### [Data excerpts]
··········

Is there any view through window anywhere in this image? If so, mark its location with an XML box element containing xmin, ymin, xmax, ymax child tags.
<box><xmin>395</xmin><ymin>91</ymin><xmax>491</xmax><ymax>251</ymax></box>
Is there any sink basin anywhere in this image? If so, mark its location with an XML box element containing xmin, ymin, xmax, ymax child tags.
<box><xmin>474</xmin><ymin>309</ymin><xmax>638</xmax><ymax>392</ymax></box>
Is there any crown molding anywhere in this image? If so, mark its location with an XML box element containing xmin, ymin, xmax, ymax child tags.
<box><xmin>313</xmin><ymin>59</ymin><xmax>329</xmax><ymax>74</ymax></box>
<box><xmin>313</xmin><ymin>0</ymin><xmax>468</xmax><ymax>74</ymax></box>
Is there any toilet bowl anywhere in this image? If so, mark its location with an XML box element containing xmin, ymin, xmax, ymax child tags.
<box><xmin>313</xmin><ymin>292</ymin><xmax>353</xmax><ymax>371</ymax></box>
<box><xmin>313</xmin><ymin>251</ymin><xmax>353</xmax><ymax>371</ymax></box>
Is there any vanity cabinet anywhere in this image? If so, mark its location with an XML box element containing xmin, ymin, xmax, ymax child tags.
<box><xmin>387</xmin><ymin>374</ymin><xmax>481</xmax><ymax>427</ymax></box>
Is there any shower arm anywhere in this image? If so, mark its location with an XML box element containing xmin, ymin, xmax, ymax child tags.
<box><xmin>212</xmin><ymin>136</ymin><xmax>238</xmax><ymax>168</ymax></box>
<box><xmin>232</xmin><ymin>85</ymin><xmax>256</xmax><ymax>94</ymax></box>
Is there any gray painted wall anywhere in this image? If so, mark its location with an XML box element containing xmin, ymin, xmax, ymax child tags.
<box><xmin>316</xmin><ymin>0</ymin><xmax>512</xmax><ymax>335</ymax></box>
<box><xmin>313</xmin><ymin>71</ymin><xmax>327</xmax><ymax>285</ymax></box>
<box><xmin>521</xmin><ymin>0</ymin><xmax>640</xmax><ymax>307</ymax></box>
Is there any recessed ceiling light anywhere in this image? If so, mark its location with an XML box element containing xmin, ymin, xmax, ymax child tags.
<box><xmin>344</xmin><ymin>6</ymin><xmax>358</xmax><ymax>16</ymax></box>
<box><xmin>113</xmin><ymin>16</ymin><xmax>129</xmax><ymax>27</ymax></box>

··········

### [Written exercise]
Lay out every line of the entries above as a JSON list of strings, one string per line, leaving out any blank lines.

### [Task response]
[
  "Is there any view through window anywhere in this image? If so, mark its location with an XML box element containing xmin, ymin, xmax, ymax child tags.",
  "<box><xmin>395</xmin><ymin>91</ymin><xmax>491</xmax><ymax>251</ymax></box>",
  "Is there any sink basin anywhere in this image? If so, mark its location with an XML box element containing xmin, ymin, xmax, ymax child tags.",
  "<box><xmin>474</xmin><ymin>309</ymin><xmax>638</xmax><ymax>392</ymax></box>",
  "Is there any crown molding anywhere in this image? If so, mark its location with an XML box element containing xmin, ymin, xmax, ymax child tags.",
  "<box><xmin>313</xmin><ymin>59</ymin><xmax>329</xmax><ymax>74</ymax></box>",
  "<box><xmin>313</xmin><ymin>0</ymin><xmax>468</xmax><ymax>74</ymax></box>",
  "Is there any toilet bowl anywhere in this image? If so, mark its location with an XML box element containing xmin, ymin, xmax, ymax child tags.",
  "<box><xmin>313</xmin><ymin>292</ymin><xmax>353</xmax><ymax>371</ymax></box>",
  "<box><xmin>313</xmin><ymin>251</ymin><xmax>353</xmax><ymax>371</ymax></box>",
  "Is there any vanity cabinet anywhere in this image? If so, mark its location with an XML box element containing xmin, ymin, xmax, ymax child tags.",
  "<box><xmin>387</xmin><ymin>374</ymin><xmax>481</xmax><ymax>427</ymax></box>",
  "Is there any shower arm anywhere in this image? If so, mark its location with an XML box element containing xmin, ymin, xmax, ymax child tags.",
  "<box><xmin>212</xmin><ymin>136</ymin><xmax>238</xmax><ymax>168</ymax></box>",
  "<box><xmin>232</xmin><ymin>85</ymin><xmax>256</xmax><ymax>94</ymax></box>",
  "Is there any gray painted wall anywhere in this image? If so, mark its location with an XML box element containing xmin, ymin, xmax, ymax child tags.",
  "<box><xmin>316</xmin><ymin>0</ymin><xmax>512</xmax><ymax>335</ymax></box>",
  "<box><xmin>313</xmin><ymin>71</ymin><xmax>327</xmax><ymax>285</ymax></box>",
  "<box><xmin>521</xmin><ymin>0</ymin><xmax>640</xmax><ymax>307</ymax></box>",
  "Is there any recessed ceiling light anywhere in this image? If so, mark its location with an XML box element containing xmin, ymin, xmax, ymax child tags.",
  "<box><xmin>344</xmin><ymin>6</ymin><xmax>358</xmax><ymax>16</ymax></box>",
  "<box><xmin>113</xmin><ymin>16</ymin><xmax>129</xmax><ymax>27</ymax></box>"
]